[Goal of the exercise]
Only one stretch of the listing below is wanted. Begin at the line that has "box: [335, 285, 405, 327]", stop after the line that has "296L360 312L377 334H388L391", and repeat every line in between exactly.

[Extracted material]
BEGIN

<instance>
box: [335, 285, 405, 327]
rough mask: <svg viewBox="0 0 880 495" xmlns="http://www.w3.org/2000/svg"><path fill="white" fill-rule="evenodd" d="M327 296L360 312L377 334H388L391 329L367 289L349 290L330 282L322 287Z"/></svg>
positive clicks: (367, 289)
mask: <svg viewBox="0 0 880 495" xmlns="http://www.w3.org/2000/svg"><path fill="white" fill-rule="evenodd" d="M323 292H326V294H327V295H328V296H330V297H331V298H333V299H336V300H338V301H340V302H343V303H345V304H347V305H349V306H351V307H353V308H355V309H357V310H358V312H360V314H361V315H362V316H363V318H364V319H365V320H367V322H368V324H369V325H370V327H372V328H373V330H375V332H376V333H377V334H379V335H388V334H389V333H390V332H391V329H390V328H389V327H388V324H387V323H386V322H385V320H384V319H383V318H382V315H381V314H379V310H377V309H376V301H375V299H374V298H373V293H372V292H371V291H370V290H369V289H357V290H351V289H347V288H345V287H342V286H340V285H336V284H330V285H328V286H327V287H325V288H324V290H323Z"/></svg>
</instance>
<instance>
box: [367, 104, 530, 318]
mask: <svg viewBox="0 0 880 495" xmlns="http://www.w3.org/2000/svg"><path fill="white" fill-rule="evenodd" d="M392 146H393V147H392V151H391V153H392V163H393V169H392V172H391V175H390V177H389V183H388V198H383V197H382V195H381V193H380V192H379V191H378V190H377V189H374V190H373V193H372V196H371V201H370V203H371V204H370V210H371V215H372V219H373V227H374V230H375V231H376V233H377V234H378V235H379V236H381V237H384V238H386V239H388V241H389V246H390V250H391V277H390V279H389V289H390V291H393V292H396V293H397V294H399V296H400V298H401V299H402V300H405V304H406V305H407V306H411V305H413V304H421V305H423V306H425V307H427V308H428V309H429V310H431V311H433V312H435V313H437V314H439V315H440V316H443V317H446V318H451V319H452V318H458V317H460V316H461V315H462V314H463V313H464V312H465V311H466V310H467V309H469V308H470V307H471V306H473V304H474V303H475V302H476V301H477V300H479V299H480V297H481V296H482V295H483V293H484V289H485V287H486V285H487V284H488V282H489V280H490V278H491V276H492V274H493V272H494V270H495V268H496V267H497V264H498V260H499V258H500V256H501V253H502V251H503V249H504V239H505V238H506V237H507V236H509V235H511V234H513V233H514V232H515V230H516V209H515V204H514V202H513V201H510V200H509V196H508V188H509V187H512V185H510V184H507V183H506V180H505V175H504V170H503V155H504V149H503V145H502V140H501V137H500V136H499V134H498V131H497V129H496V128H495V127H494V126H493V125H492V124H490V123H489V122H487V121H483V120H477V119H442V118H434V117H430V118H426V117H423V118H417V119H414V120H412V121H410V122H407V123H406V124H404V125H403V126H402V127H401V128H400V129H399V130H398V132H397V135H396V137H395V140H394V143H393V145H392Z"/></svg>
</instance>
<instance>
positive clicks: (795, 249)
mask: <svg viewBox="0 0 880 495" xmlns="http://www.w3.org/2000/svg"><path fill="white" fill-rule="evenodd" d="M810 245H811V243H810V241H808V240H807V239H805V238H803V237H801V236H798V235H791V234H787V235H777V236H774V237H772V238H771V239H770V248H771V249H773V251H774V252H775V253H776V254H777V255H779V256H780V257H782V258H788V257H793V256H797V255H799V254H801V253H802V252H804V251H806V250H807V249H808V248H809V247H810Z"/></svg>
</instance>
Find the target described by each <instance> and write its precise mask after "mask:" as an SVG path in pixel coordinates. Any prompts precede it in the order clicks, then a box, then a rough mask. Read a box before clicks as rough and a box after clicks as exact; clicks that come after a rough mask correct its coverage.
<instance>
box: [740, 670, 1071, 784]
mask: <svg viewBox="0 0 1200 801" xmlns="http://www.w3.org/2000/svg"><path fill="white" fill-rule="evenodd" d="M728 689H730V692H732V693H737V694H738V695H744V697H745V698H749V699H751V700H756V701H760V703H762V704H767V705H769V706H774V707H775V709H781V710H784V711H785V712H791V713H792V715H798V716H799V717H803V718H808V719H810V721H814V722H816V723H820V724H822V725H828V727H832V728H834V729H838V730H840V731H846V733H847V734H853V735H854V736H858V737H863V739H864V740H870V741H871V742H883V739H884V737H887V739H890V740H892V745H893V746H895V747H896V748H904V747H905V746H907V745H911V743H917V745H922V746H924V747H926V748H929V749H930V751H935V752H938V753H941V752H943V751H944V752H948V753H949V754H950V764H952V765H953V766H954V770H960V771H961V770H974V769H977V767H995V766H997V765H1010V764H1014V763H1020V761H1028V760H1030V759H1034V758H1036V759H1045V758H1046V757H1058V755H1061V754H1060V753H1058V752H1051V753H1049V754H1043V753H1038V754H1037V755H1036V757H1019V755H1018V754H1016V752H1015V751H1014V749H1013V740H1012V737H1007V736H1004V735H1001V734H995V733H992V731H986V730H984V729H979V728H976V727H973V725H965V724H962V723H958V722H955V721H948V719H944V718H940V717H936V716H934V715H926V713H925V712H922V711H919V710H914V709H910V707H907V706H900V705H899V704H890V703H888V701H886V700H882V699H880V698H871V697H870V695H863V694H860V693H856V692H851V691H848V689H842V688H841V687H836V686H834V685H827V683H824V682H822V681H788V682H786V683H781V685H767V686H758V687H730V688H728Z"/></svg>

END
BEGIN

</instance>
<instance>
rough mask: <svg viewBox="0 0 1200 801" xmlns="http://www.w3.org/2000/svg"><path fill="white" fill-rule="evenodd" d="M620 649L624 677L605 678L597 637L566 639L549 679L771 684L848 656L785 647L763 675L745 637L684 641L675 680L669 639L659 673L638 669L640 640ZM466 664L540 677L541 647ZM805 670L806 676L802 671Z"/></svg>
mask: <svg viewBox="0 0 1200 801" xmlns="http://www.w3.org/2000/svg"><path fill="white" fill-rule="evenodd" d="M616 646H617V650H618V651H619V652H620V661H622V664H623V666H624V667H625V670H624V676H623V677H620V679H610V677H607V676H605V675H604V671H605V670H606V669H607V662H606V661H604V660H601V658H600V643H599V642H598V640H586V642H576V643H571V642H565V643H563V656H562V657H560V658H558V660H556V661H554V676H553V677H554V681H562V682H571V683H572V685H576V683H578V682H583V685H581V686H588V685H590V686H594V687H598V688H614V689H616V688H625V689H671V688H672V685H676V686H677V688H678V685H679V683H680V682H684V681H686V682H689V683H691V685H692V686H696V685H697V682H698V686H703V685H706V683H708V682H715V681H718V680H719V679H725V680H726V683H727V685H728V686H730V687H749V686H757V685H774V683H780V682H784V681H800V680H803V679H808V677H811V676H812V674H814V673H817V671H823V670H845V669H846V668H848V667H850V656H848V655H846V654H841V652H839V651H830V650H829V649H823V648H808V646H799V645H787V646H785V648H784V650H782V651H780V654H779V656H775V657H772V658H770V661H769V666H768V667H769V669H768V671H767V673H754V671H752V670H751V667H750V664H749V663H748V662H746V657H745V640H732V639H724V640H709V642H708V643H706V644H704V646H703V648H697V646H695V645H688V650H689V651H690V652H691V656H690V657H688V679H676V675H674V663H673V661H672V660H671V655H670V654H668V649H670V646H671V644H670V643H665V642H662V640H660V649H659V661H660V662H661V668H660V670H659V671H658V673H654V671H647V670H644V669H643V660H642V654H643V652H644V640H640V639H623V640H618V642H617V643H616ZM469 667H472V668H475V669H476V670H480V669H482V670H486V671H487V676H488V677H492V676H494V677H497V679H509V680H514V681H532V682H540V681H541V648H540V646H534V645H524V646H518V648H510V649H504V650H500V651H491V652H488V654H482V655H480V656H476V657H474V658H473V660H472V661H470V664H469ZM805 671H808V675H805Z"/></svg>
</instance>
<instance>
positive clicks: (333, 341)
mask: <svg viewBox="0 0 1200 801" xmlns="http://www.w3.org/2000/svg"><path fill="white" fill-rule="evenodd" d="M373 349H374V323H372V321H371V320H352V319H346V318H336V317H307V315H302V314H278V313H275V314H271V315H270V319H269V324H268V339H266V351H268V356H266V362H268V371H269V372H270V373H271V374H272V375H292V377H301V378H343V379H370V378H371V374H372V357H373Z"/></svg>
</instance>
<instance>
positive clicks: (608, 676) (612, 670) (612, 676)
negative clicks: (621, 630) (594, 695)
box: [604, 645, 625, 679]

END
BEGIN

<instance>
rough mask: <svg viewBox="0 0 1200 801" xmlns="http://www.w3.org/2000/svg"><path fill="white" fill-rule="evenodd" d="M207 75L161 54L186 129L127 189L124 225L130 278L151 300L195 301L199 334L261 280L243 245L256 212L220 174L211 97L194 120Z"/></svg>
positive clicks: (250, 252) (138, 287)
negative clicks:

END

[Output of the exercise]
box: [335, 285, 405, 327]
rough mask: <svg viewBox="0 0 880 495" xmlns="http://www.w3.org/2000/svg"><path fill="white" fill-rule="evenodd" d="M327 296L360 312L377 334H388L391 329L367 289L349 290L330 282L322 287Z"/></svg>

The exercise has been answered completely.